## Reading passage
★ ★ ★ ★ ★ ★ ★

NSString's stringWithString Memory Usage

I have a function that writes text to file using NSString’s writeToFile. My script often writes thousands and thousands of files during execution. The Xcode debug performance memory gauge shows that memory usage will consistently grow to hundreds of megabytes of memory over the course of execution.

This is the function and code I am testing with.


use AppleScript version "2.4" -- Yosemite (10.10) or later
use framework "Foundation"
use scripting additions

on writeTextToFileNS(posixPath, fileContent)
	set theNSString to current application's NSString's stringWithString:fileContent
	set {theResult, theError} to theNSString's writeToFile:posixPath atomically:true encoding:(current application's NSUTF8StringEncoding) |error|:(reference)
	if theResult is false then error (theError's localizedDescription() as text) number 100
end writeTextToFileNS

set fileContent to "abc"

-- Let's write 12 KB of content
repeat with i from 1 to 12
    set fileContent to fileContent & fileContent
end repeat

-- Create lots of files!
repeat with i from 1 to 10000
    writeTextToFileNS("/tmp/writeTextToFileNS/file_" & i, fileContent)

★ ★ ★ ★ ★ ★ ★

## Information supplied
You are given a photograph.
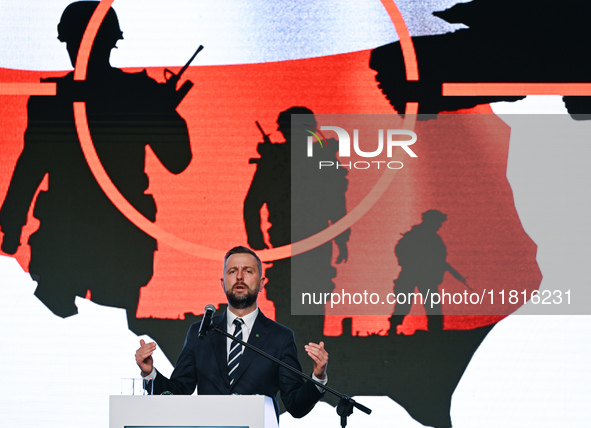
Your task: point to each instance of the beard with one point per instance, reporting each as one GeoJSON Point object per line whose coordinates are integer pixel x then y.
{"type": "Point", "coordinates": [244, 300]}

★ ★ ★ ★ ★ ★ ★

Carry the forum post about NSString memory usage forward from the point where it stops.

end repeat

After some process of elimination, I’ve determined that the culprit is NSString’s stringWithString. The more this function is called the more memory is used. Am I doing something improper or is there anything I can do to free up the memory allocated by stringWithString?

For comparison, if I switch to using a function that uses AppleScript’s “open for access with write permission” to write files, the memory usage grows to around 90 megabytes and then stays constant.

Thanks!
Lance

Do you have Automatic Reference Counting turned on?

I hadn’t looked, but I see now that Apple LLVM 8.1 - Language - Objective C : Objective-C Automatic Reference Counting is Yes for both Debug and Release targets.

Lance

There’s nothing you can do about memory use in ASObjC. You could try setting theNSString to missing value after the write, to see if that makes any difference.

But I’m not entirely convinced it’s a serious problem. One possible explanation is that AppleScript doesn’t release the memory until it does its own periodic garbage collection. That means a bigger memory footprint – which hardly matters these days – but it means it won’t keep happening indefinitely, which is what you obviously don’t want.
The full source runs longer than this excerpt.